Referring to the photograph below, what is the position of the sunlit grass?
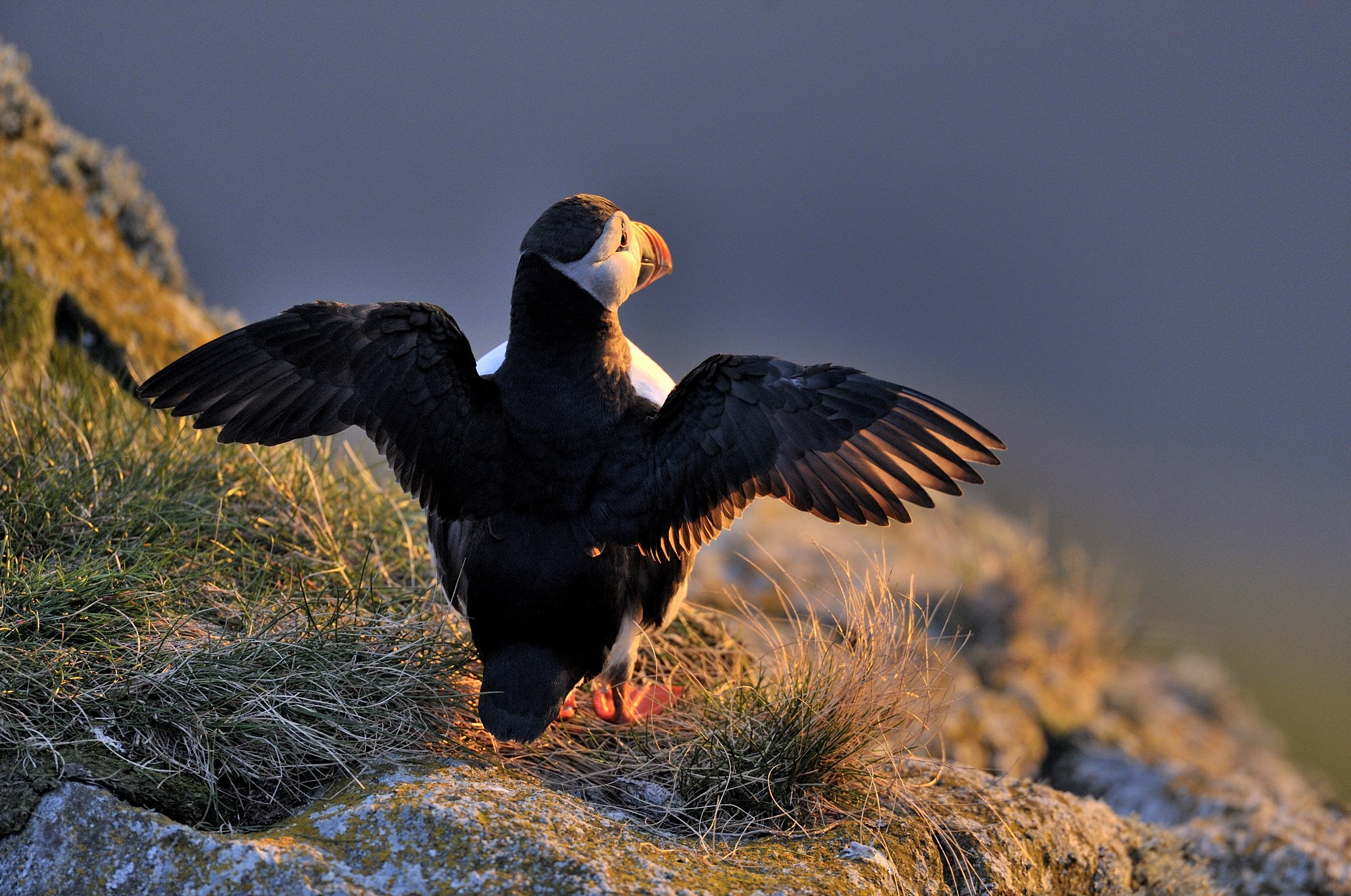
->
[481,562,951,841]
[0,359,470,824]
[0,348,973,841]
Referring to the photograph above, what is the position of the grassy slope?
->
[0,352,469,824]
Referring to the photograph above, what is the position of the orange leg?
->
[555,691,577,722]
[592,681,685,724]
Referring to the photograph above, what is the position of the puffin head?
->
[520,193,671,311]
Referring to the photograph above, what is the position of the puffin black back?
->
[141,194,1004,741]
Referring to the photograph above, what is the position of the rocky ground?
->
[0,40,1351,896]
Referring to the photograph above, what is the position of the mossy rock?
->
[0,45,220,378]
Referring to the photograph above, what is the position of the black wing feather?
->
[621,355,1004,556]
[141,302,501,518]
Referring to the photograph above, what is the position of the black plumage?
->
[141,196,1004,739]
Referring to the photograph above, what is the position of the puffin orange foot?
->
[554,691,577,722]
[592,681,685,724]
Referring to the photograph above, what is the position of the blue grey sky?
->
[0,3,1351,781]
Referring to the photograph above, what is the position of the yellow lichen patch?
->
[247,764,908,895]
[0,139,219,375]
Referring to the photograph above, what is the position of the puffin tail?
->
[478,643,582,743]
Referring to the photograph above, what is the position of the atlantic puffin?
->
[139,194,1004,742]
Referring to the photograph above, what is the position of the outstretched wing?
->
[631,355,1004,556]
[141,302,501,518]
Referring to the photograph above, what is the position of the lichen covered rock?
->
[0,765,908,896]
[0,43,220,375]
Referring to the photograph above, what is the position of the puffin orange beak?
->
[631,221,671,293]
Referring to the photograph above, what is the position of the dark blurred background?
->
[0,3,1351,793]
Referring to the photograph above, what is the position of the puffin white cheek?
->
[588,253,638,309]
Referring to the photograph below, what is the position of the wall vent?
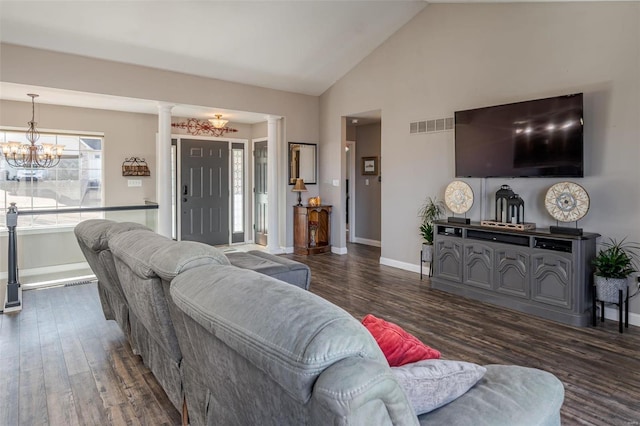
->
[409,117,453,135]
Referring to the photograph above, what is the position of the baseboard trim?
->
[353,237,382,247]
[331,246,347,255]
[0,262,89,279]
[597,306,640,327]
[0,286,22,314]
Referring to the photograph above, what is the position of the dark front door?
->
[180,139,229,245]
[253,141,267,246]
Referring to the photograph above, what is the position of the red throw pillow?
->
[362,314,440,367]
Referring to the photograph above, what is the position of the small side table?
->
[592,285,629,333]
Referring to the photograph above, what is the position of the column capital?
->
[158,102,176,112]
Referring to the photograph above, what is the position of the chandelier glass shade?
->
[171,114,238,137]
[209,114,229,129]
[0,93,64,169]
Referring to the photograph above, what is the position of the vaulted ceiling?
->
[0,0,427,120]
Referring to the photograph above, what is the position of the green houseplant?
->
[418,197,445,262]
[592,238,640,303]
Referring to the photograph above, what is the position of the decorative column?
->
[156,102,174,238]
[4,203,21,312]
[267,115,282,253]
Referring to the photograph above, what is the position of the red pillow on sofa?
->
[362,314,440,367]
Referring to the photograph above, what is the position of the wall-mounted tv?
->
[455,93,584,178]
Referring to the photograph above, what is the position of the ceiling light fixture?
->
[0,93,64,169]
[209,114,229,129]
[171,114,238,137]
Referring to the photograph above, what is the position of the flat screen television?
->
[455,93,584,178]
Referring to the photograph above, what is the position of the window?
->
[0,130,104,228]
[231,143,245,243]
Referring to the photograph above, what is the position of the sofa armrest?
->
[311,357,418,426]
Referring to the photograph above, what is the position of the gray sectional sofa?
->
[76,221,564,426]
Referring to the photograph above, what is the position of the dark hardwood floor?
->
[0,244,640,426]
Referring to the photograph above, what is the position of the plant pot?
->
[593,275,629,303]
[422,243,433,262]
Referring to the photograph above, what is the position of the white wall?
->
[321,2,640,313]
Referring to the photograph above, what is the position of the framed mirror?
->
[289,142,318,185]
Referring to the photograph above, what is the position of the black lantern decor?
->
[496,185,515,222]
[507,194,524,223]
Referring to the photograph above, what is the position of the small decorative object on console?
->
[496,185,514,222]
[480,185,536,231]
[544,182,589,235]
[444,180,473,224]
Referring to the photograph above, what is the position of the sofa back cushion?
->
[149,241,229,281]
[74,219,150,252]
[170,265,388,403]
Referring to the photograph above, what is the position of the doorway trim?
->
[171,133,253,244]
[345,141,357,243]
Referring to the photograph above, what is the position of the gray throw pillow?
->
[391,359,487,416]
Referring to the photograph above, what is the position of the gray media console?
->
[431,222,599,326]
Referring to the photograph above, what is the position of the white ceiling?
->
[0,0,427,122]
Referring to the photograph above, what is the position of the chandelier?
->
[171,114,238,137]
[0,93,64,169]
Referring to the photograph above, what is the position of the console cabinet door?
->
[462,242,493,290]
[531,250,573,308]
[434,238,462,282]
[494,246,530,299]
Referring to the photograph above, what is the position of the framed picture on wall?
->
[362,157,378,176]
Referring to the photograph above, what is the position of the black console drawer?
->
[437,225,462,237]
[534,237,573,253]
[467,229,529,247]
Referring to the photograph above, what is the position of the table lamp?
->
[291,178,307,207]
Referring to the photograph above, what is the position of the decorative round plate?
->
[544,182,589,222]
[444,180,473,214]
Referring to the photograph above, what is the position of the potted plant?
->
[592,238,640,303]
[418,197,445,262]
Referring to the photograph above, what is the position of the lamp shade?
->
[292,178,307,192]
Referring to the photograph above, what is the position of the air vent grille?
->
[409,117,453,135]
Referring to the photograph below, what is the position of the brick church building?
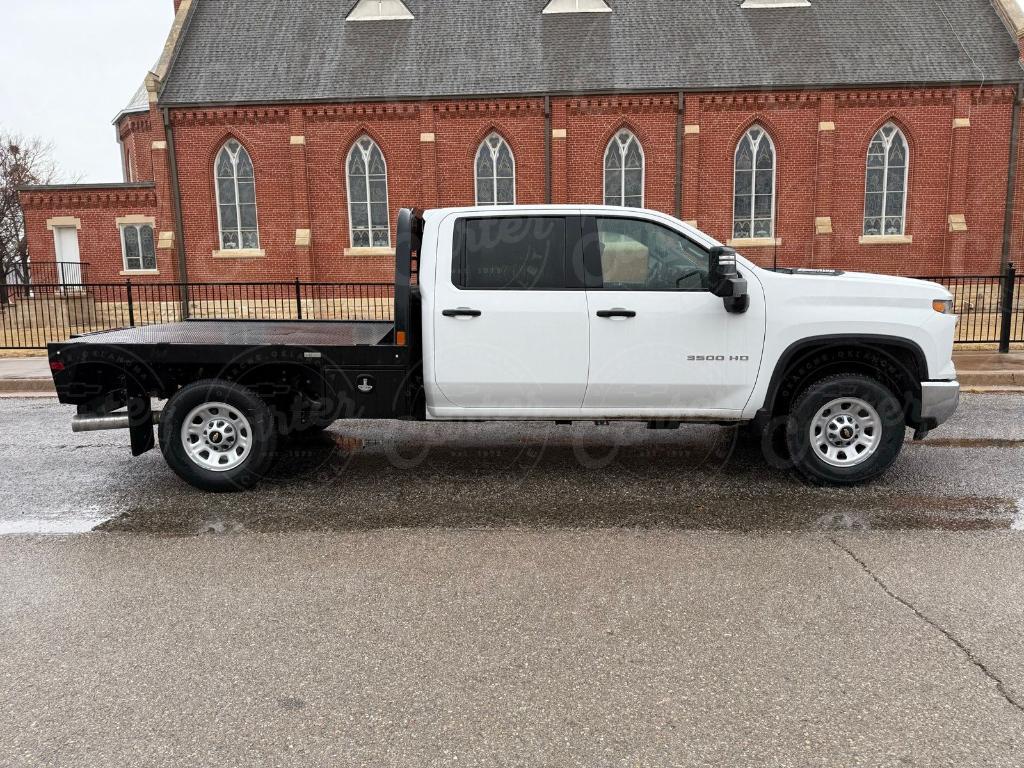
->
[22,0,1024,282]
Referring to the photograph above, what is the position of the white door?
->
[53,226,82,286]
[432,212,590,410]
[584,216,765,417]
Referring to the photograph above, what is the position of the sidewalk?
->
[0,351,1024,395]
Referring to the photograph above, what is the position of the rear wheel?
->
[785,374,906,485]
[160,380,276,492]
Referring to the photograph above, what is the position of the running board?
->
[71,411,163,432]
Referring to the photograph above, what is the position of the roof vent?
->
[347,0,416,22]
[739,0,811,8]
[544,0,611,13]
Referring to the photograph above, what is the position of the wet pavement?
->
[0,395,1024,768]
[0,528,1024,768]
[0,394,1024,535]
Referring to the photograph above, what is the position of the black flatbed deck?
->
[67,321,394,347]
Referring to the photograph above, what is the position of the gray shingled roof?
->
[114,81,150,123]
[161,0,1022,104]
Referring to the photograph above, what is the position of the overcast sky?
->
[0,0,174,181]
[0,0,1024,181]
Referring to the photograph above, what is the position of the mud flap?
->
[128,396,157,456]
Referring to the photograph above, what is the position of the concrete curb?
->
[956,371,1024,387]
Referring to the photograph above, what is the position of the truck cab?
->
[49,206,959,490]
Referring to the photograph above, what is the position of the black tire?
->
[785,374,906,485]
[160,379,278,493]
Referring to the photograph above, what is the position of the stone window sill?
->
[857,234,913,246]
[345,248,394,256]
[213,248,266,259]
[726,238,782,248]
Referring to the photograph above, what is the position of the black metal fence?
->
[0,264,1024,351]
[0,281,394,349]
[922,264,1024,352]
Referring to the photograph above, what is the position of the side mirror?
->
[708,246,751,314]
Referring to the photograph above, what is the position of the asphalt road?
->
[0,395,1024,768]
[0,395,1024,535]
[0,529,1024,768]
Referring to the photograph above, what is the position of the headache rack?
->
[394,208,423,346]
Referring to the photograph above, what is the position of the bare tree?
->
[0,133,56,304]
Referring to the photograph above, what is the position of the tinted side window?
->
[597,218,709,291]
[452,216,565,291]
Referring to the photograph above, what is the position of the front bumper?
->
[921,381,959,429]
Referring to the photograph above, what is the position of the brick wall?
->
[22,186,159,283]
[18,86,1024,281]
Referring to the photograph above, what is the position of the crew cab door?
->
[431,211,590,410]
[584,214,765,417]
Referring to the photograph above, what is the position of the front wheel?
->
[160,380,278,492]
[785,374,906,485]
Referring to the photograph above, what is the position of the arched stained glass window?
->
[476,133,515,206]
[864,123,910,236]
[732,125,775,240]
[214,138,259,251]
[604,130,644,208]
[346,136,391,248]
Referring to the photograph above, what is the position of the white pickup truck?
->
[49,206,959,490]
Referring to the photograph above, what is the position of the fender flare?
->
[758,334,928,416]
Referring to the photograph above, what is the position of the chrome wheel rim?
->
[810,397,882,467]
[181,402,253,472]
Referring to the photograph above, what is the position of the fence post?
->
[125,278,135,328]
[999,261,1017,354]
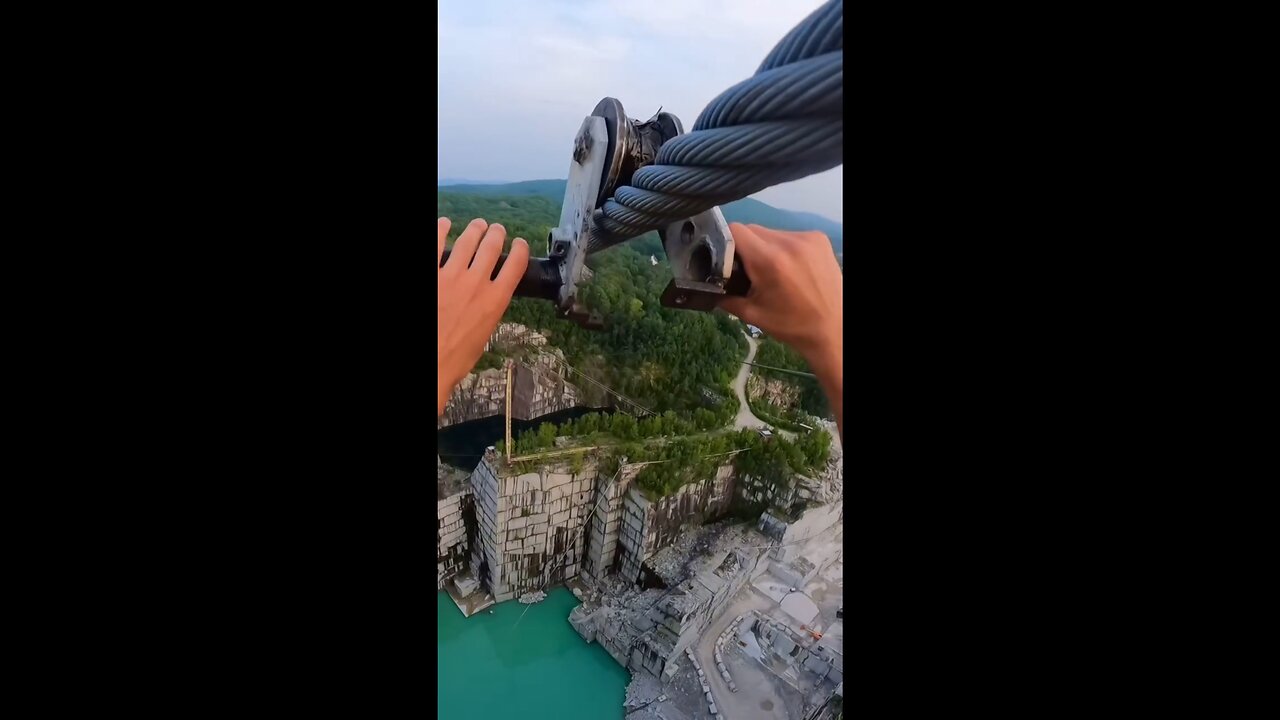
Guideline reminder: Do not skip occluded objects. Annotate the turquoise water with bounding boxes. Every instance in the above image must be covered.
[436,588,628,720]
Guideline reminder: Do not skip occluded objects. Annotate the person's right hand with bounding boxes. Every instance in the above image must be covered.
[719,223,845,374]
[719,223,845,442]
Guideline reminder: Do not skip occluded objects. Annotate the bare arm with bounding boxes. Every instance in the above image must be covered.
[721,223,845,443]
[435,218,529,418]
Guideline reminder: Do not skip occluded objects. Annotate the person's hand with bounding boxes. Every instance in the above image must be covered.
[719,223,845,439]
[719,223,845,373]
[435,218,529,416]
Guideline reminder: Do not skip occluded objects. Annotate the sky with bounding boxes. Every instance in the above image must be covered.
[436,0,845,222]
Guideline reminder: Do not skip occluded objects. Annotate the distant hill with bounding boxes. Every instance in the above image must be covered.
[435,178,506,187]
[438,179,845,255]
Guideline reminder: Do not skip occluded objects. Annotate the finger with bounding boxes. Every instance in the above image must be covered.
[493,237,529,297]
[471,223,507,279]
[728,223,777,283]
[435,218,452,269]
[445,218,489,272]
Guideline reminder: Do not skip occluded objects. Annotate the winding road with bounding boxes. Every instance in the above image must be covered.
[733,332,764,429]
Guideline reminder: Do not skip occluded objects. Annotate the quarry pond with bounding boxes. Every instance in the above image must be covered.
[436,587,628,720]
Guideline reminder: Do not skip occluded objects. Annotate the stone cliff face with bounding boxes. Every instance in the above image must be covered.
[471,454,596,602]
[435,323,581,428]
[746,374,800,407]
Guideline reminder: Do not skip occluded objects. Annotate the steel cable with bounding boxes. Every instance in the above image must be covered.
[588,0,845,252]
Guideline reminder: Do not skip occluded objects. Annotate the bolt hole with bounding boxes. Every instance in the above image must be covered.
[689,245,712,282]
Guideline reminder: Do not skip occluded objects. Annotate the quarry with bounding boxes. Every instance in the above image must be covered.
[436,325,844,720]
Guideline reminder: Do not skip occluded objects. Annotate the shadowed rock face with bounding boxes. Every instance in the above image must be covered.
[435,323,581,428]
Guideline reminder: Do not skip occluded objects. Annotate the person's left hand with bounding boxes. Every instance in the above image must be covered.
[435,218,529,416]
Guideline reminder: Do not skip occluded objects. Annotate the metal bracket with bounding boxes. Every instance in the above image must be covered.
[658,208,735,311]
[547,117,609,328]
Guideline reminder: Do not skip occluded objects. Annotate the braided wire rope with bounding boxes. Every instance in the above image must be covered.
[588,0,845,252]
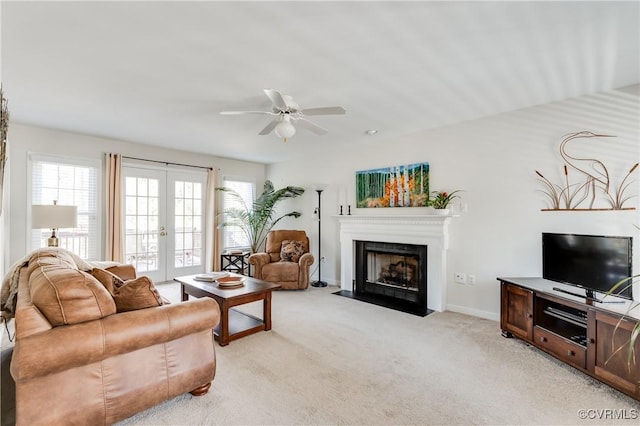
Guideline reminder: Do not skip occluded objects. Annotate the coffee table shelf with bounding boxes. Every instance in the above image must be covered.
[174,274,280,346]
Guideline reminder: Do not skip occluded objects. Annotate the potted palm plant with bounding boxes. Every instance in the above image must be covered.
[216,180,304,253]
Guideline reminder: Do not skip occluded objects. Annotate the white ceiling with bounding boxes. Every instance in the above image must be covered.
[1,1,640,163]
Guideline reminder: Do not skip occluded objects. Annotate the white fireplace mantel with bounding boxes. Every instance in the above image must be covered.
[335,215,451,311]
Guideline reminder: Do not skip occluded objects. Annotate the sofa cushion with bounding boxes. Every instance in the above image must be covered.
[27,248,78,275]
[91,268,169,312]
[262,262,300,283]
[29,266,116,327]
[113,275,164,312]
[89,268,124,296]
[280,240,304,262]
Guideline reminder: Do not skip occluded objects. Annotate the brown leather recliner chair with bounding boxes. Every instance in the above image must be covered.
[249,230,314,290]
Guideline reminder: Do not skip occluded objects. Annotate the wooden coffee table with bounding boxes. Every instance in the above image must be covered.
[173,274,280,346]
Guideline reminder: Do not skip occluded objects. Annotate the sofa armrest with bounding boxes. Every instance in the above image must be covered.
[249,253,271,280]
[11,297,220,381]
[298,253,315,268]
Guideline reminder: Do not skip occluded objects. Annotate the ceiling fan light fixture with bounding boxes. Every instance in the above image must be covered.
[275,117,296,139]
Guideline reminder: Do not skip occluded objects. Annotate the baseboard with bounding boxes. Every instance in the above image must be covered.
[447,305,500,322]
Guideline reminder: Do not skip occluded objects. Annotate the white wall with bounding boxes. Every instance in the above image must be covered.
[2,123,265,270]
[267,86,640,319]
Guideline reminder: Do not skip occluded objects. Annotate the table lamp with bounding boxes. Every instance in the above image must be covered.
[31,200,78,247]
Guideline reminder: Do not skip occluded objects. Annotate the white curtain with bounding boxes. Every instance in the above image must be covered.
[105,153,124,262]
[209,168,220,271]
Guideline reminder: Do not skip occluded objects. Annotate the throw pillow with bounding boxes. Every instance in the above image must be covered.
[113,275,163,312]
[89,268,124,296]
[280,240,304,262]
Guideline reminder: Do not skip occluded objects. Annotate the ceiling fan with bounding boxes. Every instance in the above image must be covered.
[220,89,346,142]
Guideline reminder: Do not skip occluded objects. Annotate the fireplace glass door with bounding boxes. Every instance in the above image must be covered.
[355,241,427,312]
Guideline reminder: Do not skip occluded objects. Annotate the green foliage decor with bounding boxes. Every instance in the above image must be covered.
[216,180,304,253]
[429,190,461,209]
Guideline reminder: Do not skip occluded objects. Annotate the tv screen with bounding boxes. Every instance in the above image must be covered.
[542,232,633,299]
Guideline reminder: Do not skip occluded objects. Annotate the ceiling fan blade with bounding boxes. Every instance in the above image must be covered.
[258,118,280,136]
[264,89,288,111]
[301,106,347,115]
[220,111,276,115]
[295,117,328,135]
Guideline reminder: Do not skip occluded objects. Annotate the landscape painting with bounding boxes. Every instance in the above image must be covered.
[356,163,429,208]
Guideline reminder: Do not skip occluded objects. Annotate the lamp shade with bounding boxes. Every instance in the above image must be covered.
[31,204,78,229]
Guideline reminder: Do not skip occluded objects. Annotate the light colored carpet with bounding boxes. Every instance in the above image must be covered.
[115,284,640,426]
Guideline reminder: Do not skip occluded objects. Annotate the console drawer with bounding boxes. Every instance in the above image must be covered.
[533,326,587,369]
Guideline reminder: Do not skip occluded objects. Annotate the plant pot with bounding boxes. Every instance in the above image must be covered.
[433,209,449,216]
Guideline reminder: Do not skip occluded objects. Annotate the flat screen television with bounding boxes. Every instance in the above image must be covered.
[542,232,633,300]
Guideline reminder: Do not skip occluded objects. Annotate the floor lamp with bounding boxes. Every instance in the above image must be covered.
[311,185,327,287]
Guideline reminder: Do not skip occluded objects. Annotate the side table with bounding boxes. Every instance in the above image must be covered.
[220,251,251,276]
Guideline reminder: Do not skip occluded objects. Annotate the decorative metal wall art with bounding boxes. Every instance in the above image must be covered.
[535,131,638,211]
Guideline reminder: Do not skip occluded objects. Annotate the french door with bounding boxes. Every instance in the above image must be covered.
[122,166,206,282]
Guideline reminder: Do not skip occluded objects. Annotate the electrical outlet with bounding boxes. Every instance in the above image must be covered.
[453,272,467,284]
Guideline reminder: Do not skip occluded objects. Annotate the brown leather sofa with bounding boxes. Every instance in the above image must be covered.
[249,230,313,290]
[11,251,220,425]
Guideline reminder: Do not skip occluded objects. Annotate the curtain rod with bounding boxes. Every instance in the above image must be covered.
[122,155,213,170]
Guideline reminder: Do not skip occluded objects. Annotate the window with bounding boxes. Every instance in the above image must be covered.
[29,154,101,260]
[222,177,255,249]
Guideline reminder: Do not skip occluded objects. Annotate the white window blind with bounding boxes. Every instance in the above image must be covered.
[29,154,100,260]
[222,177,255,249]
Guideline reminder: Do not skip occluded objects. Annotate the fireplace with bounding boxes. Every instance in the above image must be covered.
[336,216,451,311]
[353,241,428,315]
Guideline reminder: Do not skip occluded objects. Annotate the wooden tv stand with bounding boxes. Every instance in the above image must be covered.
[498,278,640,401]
══════
Rewrite every line in the stretch from the line containing "of the window?" through the line containing "[422,243,433,262]". Add 137 to each bounding-box coordinate and keep all other text unchanged.

Referring to the photograph above, what is the position of the window?
->
[137,267,241,365]
[368,280,382,380]
Referring to the photograph above, what is the position of the sofa armrest?
->
[448,494,555,563]
Referring to the photograph above, what is the position of the gray sectional sofa?
->
[213,358,701,563]
Referring to the photograph above, what is the position of the dark hardwood floor?
->
[137,381,777,563]
Referring to the photograph above, what is the position of the plant pot?
->
[730,412,766,440]
[559,380,570,399]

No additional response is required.